Search the data for the word "white" and copy every line that contains it.

---------- INPUT ----------

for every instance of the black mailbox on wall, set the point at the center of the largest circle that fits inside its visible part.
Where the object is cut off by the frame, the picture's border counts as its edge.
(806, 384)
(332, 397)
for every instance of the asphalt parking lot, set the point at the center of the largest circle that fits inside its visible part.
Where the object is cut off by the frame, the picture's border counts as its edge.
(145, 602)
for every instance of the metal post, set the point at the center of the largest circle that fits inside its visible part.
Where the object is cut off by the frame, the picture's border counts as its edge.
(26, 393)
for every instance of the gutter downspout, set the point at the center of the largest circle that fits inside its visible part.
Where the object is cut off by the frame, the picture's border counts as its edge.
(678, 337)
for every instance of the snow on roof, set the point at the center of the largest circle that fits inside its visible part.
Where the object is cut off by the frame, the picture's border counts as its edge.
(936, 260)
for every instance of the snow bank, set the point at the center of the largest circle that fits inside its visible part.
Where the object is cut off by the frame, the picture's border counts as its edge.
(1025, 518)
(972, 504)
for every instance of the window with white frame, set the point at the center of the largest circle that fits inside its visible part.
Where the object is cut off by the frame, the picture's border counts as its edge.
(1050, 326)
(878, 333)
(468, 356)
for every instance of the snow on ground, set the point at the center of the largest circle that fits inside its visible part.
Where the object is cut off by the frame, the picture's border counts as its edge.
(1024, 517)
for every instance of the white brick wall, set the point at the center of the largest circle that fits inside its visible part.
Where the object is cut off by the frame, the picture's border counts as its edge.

----------

RESULT FOR THIS TASK>
for every instance of the window with white frame, set the point at the center of the largest circle that fits inside its visible part.
for every instance of the white brick wall, set the point at the center of the largest circle that fits inside its visible part.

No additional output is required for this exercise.